Exercise —
Render the entries below as a Markdown table with the columns Row and Line, giving each line its own numbered row. Leave out blank lines and the pictures.

Dataset records —
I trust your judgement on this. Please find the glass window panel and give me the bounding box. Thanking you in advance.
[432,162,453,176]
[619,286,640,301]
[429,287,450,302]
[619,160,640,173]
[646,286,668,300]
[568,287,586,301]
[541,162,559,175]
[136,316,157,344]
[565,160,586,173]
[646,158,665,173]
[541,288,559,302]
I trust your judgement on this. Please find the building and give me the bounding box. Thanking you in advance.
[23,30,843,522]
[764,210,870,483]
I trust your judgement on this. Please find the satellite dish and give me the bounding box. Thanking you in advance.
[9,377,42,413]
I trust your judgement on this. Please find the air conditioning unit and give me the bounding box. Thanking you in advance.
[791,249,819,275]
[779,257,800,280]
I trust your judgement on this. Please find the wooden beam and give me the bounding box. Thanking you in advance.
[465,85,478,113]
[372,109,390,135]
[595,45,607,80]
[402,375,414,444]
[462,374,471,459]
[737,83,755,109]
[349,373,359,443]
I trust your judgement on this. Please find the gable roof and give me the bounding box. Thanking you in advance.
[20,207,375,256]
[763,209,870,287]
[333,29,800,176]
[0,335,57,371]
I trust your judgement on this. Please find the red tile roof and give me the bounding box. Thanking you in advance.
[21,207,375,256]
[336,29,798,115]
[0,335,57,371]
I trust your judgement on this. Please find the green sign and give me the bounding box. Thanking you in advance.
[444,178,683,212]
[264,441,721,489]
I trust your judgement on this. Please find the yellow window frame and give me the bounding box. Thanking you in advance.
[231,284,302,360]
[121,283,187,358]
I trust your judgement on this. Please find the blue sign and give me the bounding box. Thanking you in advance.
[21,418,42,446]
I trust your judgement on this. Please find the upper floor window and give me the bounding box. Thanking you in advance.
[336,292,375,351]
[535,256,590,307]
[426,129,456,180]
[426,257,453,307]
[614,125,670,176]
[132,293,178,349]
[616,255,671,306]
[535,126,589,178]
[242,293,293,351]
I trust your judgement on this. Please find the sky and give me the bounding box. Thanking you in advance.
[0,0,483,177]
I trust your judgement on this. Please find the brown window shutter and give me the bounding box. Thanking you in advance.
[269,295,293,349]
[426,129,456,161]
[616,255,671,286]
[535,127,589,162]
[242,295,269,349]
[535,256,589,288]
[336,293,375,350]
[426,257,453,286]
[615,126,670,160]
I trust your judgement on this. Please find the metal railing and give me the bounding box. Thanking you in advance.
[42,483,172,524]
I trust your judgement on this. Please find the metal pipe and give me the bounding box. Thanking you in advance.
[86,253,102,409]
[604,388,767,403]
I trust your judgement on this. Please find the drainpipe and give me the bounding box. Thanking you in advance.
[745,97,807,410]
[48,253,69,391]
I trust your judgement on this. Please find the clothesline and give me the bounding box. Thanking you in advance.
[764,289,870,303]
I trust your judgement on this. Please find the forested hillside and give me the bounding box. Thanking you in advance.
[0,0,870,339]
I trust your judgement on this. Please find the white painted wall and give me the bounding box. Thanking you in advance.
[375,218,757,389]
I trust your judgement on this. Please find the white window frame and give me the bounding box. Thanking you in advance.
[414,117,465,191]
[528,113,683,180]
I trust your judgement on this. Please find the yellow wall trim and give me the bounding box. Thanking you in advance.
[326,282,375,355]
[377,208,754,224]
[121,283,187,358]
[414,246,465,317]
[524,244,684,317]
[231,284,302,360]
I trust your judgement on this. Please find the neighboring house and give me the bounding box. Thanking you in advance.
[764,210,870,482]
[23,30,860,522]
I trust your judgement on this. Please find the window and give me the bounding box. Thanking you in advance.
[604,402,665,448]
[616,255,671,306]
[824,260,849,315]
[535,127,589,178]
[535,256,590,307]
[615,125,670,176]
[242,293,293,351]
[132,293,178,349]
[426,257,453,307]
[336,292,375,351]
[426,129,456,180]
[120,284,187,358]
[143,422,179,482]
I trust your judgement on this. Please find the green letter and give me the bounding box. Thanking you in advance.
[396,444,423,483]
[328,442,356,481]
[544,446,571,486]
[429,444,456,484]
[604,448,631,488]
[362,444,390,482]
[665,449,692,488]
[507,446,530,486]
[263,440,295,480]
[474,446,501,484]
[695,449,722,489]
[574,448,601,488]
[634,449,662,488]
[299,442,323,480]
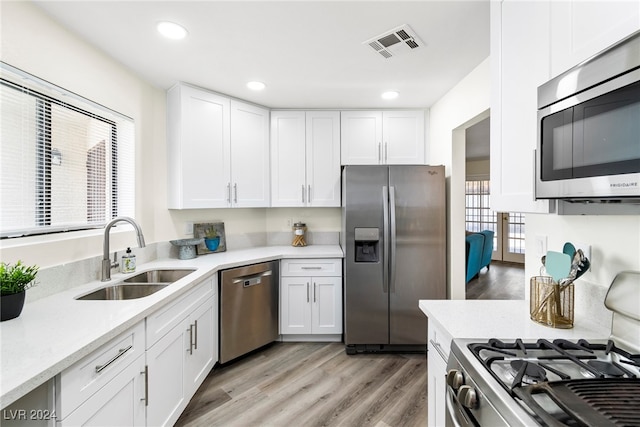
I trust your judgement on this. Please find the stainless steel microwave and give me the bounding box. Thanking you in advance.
[535,31,640,204]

Task result —
| Row | Line |
|---|---|
| 1 | I trust your judgement on this. Please find the glass window panel and give me the bounding box. Thanking you in advance. |
| 2 | [432,162,453,176] |
| 3 | [619,286,640,301] |
| 4 | [429,287,450,302] |
| 5 | [619,160,640,173] |
| 6 | [646,286,668,300] |
| 7 | [568,287,586,301] |
| 8 | [541,162,559,175] |
| 9 | [136,316,157,344] |
| 10 | [565,160,586,173] |
| 11 | [646,158,665,173] |
| 12 | [541,288,559,302] |
| 13 | I trust your judgement on this. Please find the building and give me the bounding box. Thanking you in advance. |
| 14 | [23,30,843,522] |
| 15 | [764,210,870,483] |
| 16 | I trust your judgement on this. Please find the satellite dish and give me the bounding box. Thanking you in advance. |
| 17 | [9,377,42,413] |
| 18 | I trust your judgement on this. Please find the air conditioning unit and give me the bounding box. Thanking you in advance. |
| 19 | [791,249,819,275] |
| 20 | [779,257,800,280] |
| 21 | I trust your judgement on this. Please find the wooden beam and give me the bounding box. Thanking you in advance. |
| 22 | [465,85,478,113] |
| 23 | [372,109,390,135] |
| 24 | [595,45,607,80] |
| 25 | [402,375,414,444] |
| 26 | [462,374,471,459] |
| 27 | [737,83,755,109] |
| 28 | [349,373,359,443] |
| 29 | I trust your judgement on this. Please find the gable roof and give me the bounding box. Thanking you in advance. |
| 30 | [20,207,375,256] |
| 31 | [763,209,870,287] |
| 32 | [333,29,800,176] |
| 33 | [0,335,57,371] |
| 34 | I trust your judgement on this. Please find the red tile roof and give me the bounding box. Thanking you in advance. |
| 35 | [21,207,375,256] |
| 36 | [336,29,798,115] |
| 37 | [0,335,57,371] |
| 38 | I trust your judgement on this. Please find the green sign and give me the bounding box. Thanking you in advance. |
| 39 | [444,178,683,212] |
| 40 | [264,441,721,489] |
| 41 | I trust your judgement on this. Please find the yellow window frame and give me the bounding box. Thanking you in advance. |
| 42 | [231,284,302,360] |
| 43 | [121,283,187,358] |
| 44 | I trust your judgement on this. Please find the blue sign and give me the bounding box. Thanking you in advance. |
| 45 | [21,418,42,446] |
| 46 | I trust your judgement on this. Please find the upper floor window and give me the bounding box. Thanking you in advance. |
| 47 | [336,292,375,351] |
| 48 | [535,256,590,307] |
| 49 | [426,129,456,180] |
| 50 | [426,257,453,307] |
| 51 | [614,125,670,176] |
| 52 | [132,293,178,349] |
| 53 | [616,255,671,306] |
| 54 | [535,126,589,178] |
| 55 | [242,293,293,351] |
| 56 | I trust your judgement on this. Please find the sky and give me the bounding box. Thanking you in advance. |
| 57 | [0,0,483,177] |
| 58 | I trust your judgement on this. Please find the brown window shutter and give me the bounding box. Thanking you in advance. |
| 59 | [269,295,293,349] |
| 60 | [426,129,456,161] |
| 61 | [616,255,671,286] |
| 62 | [535,127,589,162] |
| 63 | [242,295,269,349] |
| 64 | [535,256,589,288] |
| 65 | [336,293,375,350] |
| 66 | [426,257,453,286] |
| 67 | [615,126,670,160] |
| 68 | I trust your judgement on this. Please find the metal railing and give me the bounding box. Thanking you in advance. |
| 69 | [42,483,172,524] |
| 70 | I trust your judgement on this. Please find the metal pipe and give me the bounding box. Thanking you in advance. |
| 71 | [86,253,102,409] |
| 72 | [604,388,767,403] |
| 73 | I trust your judgement on this. Please find the drainpipe and give me the bounding box. Thanking you in advance. |
| 74 | [745,97,807,410] |
| 75 | [48,253,69,391] |
| 76 | I trust your judgement on this. Please find the clothesline and give me the bounding box. Thanking you in advance. |
| 77 | [764,289,870,303] |
| 78 | I trust your judgement on this. Please find the forested hillside and give me the bounding box. Thanking you in advance. |
| 79 | [0,0,870,339] |
| 80 | I trust your judgement on this. Please find the white painted wall and give me the bounding box. Thanking you in advance. |
| 81 | [375,218,757,389] |
| 82 | I trust your judgement on this. Please find the white window frame and give me the bounding box. Thanking you in advance. |
| 83 | [414,117,465,191] |
| 84 | [528,113,683,180] |
| 85 | I trust your judgement on this. Please find the yellow wall trim and give me the bounding box. Thanking you in advance. |
| 86 | [326,282,375,355] |
| 87 | [377,208,754,224] |
| 88 | [121,283,187,358] |
| 89 | [414,246,465,317] |
| 90 | [524,244,684,317] |
| 91 | [231,284,302,360] |
| 92 | I trust your judgement on this. Please find the neighboring house and give me the bounding box. Thanking you in advance. |
| 93 | [764,210,870,482] |
| 94 | [23,30,860,522] |
| 95 | I trust your judgement on this. Please find the window and give me the bounding box. Thanking you in advance. |
| 96 | [604,402,665,448] |
| 97 | [616,255,671,306] |
| 98 | [824,260,849,315] |
| 99 | [535,127,589,178] |
| 100 | [535,256,590,307] |
| 101 | [615,125,670,176] |
| 102 | [242,293,293,351] |
| 103 | [132,293,178,349] |
| 104 | [426,257,453,307] |
| 105 | [336,292,375,351] |
| 106 | [426,129,456,180] |
| 107 | [120,284,187,358] |
| 108 | [143,422,179,482] |
| 109 | I trust your judgement on this. Please find the green letter and give me the bounding box. Thanking you in advance. |
| 110 | [396,444,423,483] |
| 111 | [328,442,356,481] |
| 112 | [544,446,571,486] |
| 113 | [429,444,456,484] |
| 114 | [604,448,631,488] |
| 115 | [362,444,390,482] |
| 116 | [665,449,692,488] |
| 117 | [507,446,530,486] |
| 118 | [263,440,295,480] |
| 119 | [474,446,501,484] |
| 120 | [695,449,722,489] |
| 121 | [574,448,601,488] |
| 122 | [634,449,662,488] |
| 123 | [299,442,323,480] |
| 124 | I trust your judgement on this. Please find the stainless steel microwave and give me the bounding box. Thanking you in advance. |
| 125 | [535,31,640,204] |